# GIVEN INSTRUCTION
Count the lines in the entries below that contain the string "front", matching case exactly. Give only the number.

[Entries from a data source]
»»

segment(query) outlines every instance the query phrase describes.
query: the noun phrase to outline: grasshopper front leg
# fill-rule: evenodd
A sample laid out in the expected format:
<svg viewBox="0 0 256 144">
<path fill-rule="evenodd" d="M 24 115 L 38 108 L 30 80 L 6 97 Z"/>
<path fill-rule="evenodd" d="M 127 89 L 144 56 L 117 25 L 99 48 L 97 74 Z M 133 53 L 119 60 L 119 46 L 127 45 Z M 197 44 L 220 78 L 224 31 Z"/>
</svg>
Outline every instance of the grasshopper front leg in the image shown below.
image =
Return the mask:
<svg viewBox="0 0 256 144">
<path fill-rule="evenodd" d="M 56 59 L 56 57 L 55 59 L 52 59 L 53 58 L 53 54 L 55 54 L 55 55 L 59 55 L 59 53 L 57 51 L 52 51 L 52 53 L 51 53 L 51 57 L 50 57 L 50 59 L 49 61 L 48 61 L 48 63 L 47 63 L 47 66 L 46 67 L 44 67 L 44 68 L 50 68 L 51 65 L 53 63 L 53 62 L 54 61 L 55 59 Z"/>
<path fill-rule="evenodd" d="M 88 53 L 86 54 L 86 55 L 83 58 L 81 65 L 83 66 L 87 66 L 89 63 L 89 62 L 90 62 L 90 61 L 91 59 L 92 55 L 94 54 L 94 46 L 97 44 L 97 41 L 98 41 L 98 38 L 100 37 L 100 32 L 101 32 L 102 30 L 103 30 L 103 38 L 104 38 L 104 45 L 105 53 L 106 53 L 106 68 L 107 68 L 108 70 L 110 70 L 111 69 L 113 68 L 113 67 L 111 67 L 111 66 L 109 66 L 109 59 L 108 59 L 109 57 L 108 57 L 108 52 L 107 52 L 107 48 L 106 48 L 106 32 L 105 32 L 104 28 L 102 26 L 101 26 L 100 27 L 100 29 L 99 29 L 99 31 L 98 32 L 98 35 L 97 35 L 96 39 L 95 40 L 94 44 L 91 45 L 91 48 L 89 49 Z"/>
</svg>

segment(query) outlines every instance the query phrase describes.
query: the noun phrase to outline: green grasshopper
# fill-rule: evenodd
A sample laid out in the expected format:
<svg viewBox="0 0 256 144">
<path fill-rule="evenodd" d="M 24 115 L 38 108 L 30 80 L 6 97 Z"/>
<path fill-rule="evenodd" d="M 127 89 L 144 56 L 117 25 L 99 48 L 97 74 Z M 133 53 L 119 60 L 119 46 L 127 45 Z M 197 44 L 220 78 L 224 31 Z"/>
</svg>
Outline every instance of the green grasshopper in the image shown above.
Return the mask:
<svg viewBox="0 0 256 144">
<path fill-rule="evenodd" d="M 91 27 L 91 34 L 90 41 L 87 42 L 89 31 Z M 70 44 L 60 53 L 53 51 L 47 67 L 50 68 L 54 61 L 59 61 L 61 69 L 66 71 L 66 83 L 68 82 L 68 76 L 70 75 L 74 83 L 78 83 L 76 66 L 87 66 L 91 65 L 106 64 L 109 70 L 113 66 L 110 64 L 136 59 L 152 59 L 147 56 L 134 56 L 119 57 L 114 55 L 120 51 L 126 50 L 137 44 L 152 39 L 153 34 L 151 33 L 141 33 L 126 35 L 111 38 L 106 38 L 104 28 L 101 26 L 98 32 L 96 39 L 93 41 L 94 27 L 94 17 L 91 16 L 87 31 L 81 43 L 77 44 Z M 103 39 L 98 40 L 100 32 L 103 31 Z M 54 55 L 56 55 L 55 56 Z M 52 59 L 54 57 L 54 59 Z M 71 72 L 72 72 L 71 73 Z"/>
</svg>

««

# TASK OUTPUT
2